So what are canonical URLs? Due to a number of factors, it’s possible to display the exact same page on some sitse with a bunch of different URLs – this situation causes its own host of problems that search engines have to deal with. They attempt to solve it by figuring out what the canonical, or master URL for a page is. This way they can filter out all the other pages that have exactly (or nearly) the same content, and provide better results for their users. There is an excellent write up by Google web guy Matt Cutts on his web site
All of these URLs have the same content, but would be considered unique pages to a search engine without extra work:
So why do I care?
Right about now you might be thinking, ‘well this is a problem for the search engine, not me’. Well not really – their problems are often the webmaster’s problem when they affect the traffic the search engine drives to your site.
Problem 1: Lost link data
Say half the pages on your site point to your home page with http://domain.com/ and the other half point to http://domain.com/index.html. Since Google and others will filter out one version based on their algorithm, the text of the links pointing to the filtered page won’t help it rank. What’s worse, is say 90% of your pages do it one way and 10% the other, but the search engine makes the less-linked page the canonical one. The same goes for external sites that link to you- if you don’t things the links will go to filtered pages. You’ve just lost the power of all those links.
Problem 2: The wrong URL gets canonized
This isn’t always a big deal, but often sites rewrite their URLs into more friendly ones, but if the ugly version is already in the index, you will usually not get it replaced with the new one – even if you change all your internal site links.

Image items for named regions:
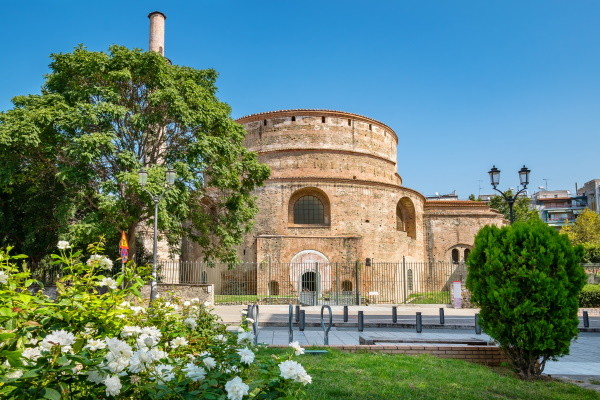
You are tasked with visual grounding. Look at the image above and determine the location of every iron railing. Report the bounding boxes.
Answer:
[24,260,600,305]
[159,261,466,305]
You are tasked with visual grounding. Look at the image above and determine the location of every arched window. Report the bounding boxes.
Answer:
[452,249,460,263]
[294,195,325,225]
[269,281,279,296]
[342,280,352,292]
[288,188,330,226]
[396,197,417,239]
[302,271,317,292]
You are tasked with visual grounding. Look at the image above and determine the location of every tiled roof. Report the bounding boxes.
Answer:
[236,108,398,139]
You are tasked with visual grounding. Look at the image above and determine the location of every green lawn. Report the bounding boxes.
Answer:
[406,291,450,304]
[265,349,600,400]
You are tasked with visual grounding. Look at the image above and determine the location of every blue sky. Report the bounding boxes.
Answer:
[0,0,600,198]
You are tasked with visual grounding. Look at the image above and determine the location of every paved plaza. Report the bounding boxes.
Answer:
[215,305,600,390]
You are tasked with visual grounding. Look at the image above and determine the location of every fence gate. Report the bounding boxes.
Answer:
[154,260,466,306]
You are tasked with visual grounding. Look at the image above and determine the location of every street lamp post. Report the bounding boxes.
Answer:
[488,165,531,225]
[138,168,176,302]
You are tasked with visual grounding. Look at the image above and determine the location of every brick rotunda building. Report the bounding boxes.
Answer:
[182,110,504,303]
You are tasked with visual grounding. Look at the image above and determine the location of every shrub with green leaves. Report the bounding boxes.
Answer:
[0,241,312,400]
[467,220,586,378]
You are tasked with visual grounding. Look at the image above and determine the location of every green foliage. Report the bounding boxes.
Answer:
[490,189,540,222]
[0,46,269,261]
[0,242,311,400]
[561,209,600,263]
[467,220,586,378]
[579,285,600,308]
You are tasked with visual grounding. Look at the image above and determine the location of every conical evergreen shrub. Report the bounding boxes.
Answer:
[466,220,586,379]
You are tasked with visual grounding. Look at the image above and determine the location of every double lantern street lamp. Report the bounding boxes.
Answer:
[138,168,176,301]
[488,165,531,225]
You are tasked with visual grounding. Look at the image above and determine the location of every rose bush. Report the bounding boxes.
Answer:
[0,241,311,400]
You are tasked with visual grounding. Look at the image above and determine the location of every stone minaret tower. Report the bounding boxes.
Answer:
[148,11,167,56]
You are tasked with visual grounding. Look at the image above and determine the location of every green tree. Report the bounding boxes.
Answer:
[561,209,600,263]
[0,46,269,260]
[490,189,540,222]
[467,220,586,378]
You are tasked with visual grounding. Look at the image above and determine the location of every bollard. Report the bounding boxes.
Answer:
[300,310,306,332]
[344,306,348,322]
[288,304,294,343]
[321,305,333,346]
[358,311,365,332]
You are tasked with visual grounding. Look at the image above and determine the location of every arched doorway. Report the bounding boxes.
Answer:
[300,271,317,292]
[290,250,331,305]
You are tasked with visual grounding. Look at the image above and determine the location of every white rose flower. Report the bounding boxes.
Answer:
[104,375,123,396]
[85,339,106,351]
[279,360,312,385]
[129,306,146,315]
[150,347,169,361]
[237,347,254,365]
[171,336,188,349]
[127,350,154,374]
[156,364,175,382]
[121,325,142,337]
[142,326,162,340]
[56,240,71,250]
[182,363,206,382]
[289,342,304,356]
[215,335,227,343]
[225,376,250,400]
[202,357,217,369]
[98,278,117,290]
[21,347,42,361]
[0,271,8,285]
[87,371,106,384]
[104,338,133,374]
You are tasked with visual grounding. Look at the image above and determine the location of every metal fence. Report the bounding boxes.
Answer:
[30,261,600,305]
[159,261,466,305]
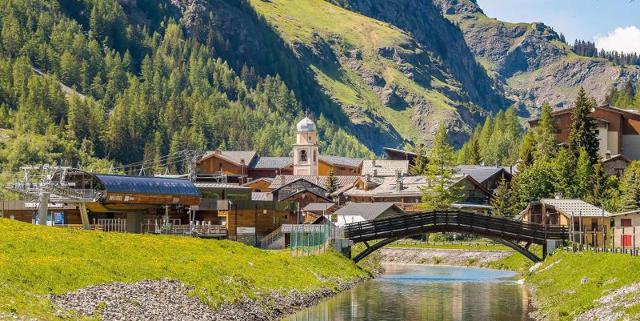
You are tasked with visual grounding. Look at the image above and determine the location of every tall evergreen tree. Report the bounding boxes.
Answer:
[569,88,599,164]
[421,124,463,210]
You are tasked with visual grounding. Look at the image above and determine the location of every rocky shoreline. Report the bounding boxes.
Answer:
[50,279,365,321]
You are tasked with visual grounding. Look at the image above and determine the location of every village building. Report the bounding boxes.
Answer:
[333,202,406,227]
[197,117,362,180]
[383,147,418,165]
[302,203,338,223]
[517,198,611,245]
[242,177,273,192]
[360,159,409,177]
[529,105,640,160]
[611,210,640,249]
[456,165,513,192]
[344,175,492,213]
[602,154,631,177]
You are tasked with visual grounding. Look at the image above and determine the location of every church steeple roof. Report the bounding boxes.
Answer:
[296,117,316,132]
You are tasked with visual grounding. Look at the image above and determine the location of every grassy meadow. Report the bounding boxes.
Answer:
[526,251,640,320]
[0,219,368,320]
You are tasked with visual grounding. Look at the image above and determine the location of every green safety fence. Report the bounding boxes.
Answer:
[289,223,331,255]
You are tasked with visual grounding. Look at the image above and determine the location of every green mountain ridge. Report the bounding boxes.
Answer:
[0,0,640,170]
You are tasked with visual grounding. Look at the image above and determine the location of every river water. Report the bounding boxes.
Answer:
[285,265,530,321]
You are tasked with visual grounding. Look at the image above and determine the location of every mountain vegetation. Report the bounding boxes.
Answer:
[0,0,638,180]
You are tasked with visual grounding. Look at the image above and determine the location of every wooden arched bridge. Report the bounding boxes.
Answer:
[344,211,569,262]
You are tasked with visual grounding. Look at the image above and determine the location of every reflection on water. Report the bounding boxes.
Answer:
[285,265,529,321]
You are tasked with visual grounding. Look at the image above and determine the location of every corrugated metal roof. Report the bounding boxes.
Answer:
[540,198,611,216]
[95,174,200,196]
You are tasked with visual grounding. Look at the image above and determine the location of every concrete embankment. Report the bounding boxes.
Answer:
[380,248,513,266]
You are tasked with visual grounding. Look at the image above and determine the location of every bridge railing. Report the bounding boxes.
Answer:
[345,211,568,243]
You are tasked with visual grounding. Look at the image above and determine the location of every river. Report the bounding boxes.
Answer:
[284,265,530,321]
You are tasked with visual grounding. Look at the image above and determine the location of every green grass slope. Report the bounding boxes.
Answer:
[250,0,470,142]
[0,219,367,320]
[526,251,640,320]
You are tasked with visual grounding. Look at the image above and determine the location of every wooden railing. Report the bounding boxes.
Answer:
[344,211,569,244]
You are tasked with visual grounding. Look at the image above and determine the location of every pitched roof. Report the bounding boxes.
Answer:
[279,188,331,202]
[251,192,273,201]
[242,177,273,186]
[456,165,511,184]
[334,202,402,221]
[269,175,360,190]
[95,174,200,197]
[540,198,611,216]
[249,156,293,169]
[320,155,362,167]
[302,203,336,212]
[198,150,256,165]
[361,159,409,176]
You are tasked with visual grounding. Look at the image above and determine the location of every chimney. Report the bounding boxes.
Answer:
[396,171,402,192]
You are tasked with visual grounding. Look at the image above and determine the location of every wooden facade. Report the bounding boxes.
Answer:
[529,105,640,159]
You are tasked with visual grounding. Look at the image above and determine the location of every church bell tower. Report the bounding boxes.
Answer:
[293,117,319,176]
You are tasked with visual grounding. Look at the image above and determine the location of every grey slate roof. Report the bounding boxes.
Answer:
[269,175,360,190]
[320,155,362,167]
[251,192,273,201]
[540,198,611,216]
[200,150,256,165]
[334,202,402,221]
[361,159,409,176]
[456,165,509,184]
[250,157,293,169]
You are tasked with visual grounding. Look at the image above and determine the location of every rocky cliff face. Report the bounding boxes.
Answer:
[161,0,640,152]
[434,0,640,113]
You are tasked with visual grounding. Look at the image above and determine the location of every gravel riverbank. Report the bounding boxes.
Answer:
[380,248,513,266]
[51,280,363,321]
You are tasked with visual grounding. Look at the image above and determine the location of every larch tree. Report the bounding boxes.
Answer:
[534,103,558,157]
[491,176,518,217]
[409,144,429,176]
[421,124,464,211]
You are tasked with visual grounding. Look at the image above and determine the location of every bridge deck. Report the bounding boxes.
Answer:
[345,211,568,245]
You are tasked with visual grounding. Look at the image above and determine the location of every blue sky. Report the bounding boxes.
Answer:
[477,0,640,53]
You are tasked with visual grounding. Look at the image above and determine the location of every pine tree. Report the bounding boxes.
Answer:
[621,161,640,211]
[569,88,599,164]
[534,103,558,157]
[421,124,464,211]
[568,148,593,199]
[491,177,517,217]
[409,144,429,176]
[324,168,338,193]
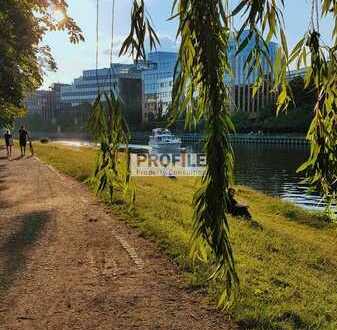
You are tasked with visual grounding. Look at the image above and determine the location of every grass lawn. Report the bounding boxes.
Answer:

_What is required_.
According to the canonical URLs text, what do search engines try to figure out for a page in order to solve the problem of one page appearing under many URLs? Answer from the canonical URLs text alone.

_Result_.
They try to work out the canonical, or master, URL for the page.